──────── Provided passage ────────
In this effort, we provide a small number of exceptional scientists—in physics, applied mathematics, chemistry, biology, and earth science—with the freedom and resources to follow innovative high-risk paths toward a fundamental understanding of the mechanisms that influence Earth’s climate. Emphasis is on developing new theory and, equally important, reconciling it with observations. More on this fresh approach to climate science can be found here.

The Lorenz Center is named after the late Edward N. Lorenz, the founder of modern chaos theory and an early contributor to theoretical climate science. Lorenz, a member of MIT’s faculty and a presence for over six decades, epitomized the qualities we seek: extraordinary creativity focused on fundamental aspects of natural phenomena.

The Lorenz Center is located on the top floor of MIT’s Green Building, home to MIT’s Department of Earth, Atmospheric, and Planetary Sciences (EAPS). The Center works closely with existing climate-related academic and research programs at MIT, including the Program for Atmospheres, Oceans, and Climate, the Climate Modeling Initiative, the Center for Global Change Science, and the Joint Program on the Science and Policy of Global Change.

Currently, the Lorenz Center hosts an annual public outreach lecture, the John Carlson Lecturesto communicate exciting new results in climate science to the general public. The 2011 inaugural lecture featured Paul Hoffman, Sturgis Hooper Professor of Geology Emeritus at Harvard University, and each lecture since has, similarly drawn large audiences to the New England Aquarium to learn about important topics in climate research.
──────── Extracted material ────────
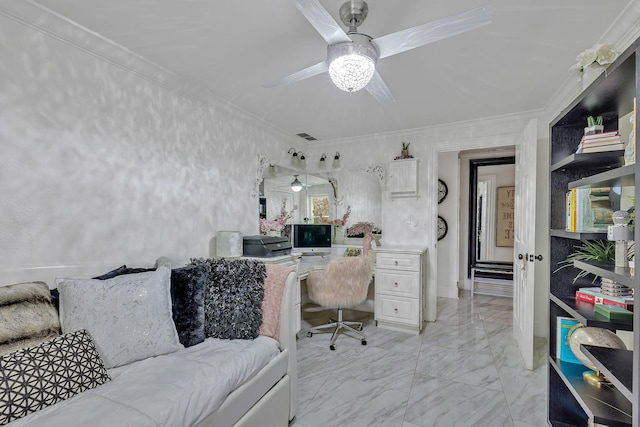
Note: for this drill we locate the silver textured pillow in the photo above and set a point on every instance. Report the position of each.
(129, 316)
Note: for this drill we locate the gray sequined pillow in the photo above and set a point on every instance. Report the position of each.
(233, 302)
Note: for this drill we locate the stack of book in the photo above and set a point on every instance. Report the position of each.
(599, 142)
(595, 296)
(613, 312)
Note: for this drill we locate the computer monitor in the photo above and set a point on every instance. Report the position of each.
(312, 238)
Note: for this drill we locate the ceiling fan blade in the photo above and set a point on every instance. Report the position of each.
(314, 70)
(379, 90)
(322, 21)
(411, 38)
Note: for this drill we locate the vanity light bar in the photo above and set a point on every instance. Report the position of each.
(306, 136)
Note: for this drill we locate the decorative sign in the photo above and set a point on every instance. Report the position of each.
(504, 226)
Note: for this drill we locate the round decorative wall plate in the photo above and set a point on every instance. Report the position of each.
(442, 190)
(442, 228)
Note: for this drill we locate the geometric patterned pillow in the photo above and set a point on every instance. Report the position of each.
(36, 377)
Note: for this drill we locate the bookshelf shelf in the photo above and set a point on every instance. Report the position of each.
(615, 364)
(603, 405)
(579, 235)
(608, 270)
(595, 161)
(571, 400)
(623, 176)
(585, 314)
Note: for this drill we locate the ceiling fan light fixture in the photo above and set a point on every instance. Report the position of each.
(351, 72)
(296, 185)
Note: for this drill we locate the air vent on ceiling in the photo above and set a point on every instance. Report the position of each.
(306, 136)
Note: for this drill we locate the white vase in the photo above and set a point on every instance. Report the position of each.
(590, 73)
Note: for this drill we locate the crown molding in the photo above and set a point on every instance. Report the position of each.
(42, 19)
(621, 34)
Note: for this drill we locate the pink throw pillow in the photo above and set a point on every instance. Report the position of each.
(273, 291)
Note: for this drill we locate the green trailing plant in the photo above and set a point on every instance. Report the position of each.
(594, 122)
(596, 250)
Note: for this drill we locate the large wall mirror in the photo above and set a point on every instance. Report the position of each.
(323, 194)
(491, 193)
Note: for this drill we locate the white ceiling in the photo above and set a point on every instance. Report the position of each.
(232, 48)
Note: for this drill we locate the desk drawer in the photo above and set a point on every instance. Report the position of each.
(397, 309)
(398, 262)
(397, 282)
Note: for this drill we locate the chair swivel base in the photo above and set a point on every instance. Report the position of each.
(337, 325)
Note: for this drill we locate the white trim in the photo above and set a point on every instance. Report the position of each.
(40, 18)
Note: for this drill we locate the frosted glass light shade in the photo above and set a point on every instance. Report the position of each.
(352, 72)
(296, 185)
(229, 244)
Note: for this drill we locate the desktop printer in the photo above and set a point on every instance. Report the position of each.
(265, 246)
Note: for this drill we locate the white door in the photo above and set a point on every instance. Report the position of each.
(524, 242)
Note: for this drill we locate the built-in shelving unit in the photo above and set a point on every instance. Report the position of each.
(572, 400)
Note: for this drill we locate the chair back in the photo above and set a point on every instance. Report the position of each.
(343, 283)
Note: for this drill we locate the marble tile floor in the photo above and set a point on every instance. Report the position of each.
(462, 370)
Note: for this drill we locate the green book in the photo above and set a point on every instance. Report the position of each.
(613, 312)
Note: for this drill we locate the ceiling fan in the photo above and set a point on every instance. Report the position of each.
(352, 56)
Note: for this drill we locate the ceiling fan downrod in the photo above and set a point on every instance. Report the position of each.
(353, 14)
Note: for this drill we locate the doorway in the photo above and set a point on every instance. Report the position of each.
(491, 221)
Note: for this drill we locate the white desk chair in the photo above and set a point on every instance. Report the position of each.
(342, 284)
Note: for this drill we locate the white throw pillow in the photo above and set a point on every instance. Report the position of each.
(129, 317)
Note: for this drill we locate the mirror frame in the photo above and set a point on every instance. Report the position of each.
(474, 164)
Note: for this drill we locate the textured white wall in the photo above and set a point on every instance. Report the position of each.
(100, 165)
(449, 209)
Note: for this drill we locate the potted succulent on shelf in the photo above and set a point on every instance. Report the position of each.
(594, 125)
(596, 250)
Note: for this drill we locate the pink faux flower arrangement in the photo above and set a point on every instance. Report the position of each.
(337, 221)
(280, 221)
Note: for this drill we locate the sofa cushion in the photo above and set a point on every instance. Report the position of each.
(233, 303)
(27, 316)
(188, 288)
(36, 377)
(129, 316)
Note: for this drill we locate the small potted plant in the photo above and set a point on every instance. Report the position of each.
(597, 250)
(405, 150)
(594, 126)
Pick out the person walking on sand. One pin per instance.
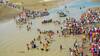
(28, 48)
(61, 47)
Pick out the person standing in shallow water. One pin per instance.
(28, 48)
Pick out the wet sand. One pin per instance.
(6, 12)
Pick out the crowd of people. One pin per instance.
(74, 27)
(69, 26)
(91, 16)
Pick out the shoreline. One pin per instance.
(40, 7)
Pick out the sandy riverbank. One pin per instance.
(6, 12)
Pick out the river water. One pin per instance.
────────
──────── Extracted material ────────
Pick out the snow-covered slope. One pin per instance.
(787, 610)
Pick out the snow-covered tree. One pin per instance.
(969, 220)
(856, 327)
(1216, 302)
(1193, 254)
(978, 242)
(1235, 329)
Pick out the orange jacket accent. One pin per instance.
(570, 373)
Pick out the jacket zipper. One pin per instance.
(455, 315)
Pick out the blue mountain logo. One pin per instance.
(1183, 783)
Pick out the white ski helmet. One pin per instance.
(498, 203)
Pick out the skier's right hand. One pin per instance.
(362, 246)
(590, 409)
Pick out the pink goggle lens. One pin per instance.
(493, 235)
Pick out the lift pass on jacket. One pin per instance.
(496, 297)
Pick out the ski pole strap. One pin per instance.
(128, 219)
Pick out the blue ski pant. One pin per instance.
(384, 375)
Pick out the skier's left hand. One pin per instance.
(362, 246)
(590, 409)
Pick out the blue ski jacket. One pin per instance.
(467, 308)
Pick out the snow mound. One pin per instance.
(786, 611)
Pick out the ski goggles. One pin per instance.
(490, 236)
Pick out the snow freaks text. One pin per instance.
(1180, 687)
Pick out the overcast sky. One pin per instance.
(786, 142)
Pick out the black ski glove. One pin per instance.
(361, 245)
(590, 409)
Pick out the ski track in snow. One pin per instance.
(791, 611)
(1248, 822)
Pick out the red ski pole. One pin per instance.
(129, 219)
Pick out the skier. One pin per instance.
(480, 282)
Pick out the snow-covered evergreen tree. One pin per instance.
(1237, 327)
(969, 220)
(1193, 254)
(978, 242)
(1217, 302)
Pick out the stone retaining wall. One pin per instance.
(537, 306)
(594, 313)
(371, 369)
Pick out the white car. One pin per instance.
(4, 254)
────────
──────── Extracted material ────────
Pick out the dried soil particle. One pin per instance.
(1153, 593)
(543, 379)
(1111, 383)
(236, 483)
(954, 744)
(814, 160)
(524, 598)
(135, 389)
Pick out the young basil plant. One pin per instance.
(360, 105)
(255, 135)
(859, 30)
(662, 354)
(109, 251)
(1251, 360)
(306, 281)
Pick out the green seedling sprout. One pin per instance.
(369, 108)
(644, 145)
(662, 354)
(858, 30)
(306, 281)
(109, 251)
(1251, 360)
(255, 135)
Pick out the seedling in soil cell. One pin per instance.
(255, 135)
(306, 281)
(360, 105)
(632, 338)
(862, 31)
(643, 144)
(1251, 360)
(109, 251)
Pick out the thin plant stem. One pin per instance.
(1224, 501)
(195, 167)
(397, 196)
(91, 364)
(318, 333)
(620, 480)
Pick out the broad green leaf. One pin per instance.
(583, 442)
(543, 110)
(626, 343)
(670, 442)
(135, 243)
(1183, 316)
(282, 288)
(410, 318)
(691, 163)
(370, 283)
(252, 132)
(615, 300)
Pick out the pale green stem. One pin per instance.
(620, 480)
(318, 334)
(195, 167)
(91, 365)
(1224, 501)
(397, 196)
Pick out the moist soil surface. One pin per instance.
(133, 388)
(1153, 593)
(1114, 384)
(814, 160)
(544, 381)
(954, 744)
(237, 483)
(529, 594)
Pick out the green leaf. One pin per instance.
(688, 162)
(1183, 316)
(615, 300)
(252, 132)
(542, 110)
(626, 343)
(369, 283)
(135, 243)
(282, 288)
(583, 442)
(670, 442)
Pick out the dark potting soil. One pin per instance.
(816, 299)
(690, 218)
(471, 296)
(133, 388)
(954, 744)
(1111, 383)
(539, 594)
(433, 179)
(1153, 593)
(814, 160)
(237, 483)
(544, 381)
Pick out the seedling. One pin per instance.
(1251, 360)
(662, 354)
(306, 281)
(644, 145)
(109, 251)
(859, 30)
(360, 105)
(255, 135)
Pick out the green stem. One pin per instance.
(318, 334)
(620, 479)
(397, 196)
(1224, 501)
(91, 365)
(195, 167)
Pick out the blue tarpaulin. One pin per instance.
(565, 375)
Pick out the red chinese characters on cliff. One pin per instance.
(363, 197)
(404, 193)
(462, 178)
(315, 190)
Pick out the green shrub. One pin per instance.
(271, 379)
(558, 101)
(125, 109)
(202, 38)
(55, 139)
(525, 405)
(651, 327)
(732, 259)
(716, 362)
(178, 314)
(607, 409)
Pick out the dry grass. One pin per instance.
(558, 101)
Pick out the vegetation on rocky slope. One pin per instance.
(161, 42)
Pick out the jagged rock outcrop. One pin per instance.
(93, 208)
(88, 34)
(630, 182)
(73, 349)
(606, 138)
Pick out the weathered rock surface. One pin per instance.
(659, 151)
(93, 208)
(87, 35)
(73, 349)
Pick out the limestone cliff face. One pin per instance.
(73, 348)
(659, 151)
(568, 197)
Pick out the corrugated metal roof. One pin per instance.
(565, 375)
────────
### Tasks to carry out
1 - In the Lorenz Center passage, copy word for word the part starting with "In this effort, we provide" and going on through "can be found here.".
2 - Turn the paragraph of the Lorenz Center passage that begins "The Lorenz Center is located" into a short list that keeps its main facts.
3 - According to the Lorenz Center passage, who is the center named after?

### Results by task
1 -
In this effort, we provide a small number of exceptional scientists—in physics, applied mathematics, chemistry, biology, and earth science—with the freedom and resources to follow innovative high-risk paths toward a fundamental understanding of the mechanisms that influence Earth’s climate. Emphasis is on developing new theory and, equally important, reconciling it with observations. More on this fresh approach to climate science can be found here.

2 -
- Location: the top floor of MIT's Green Building, home to MIT's Department of Earth, Atmospheric, and Planetary Sciences (EAPS).
- Works closely with MIT's existing climate-related programs:
  - the Program for Atmospheres, Oceans, and Climate
  - the Climate Modeling Initiative
  - the Center for Global Change Science
  - the Joint Program on the Science and Policy of Global Change

3 - Edward N. Lorenz, the founder of modern chaos theory and an early contributor to theoretical climate science.